:: EXERCISE INPUT

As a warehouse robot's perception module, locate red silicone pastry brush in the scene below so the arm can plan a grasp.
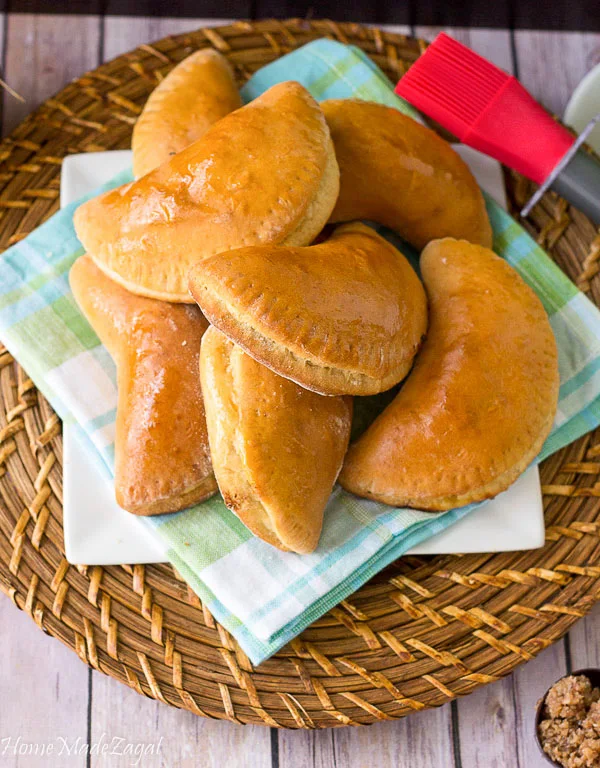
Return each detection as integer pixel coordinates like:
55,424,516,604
396,32,600,224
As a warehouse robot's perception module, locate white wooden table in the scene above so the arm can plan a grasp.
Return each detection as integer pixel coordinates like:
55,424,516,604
0,14,600,768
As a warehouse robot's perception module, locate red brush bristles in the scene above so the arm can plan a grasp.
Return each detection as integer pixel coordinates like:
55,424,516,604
396,32,573,183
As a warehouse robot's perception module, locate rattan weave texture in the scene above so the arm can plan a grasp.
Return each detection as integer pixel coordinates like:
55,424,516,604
0,20,600,728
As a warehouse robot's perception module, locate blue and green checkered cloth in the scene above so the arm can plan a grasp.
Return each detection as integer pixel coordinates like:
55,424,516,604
0,40,600,663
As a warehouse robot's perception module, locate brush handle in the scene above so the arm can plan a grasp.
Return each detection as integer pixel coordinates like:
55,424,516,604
550,149,600,225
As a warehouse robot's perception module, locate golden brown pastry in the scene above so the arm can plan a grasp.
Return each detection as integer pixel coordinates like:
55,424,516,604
340,239,559,510
74,82,339,302
200,327,352,553
190,223,427,395
131,48,242,179
321,99,492,248
69,256,217,515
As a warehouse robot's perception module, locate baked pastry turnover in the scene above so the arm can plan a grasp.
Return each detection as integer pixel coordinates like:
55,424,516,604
131,48,242,179
74,82,339,302
321,99,492,249
340,239,559,510
200,328,352,553
190,223,427,395
69,256,217,515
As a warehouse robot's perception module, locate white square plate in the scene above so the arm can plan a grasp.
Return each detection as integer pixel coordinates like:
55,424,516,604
60,146,544,565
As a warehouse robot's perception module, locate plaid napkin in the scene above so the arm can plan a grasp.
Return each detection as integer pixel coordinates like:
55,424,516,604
0,40,600,663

::::

> [PROMPT]
Count the lines in the rows above that contain the string "brush", treating uppercase and lowercase as different, and reply with the number alone.

> [EXERCISE OUTPUT]
3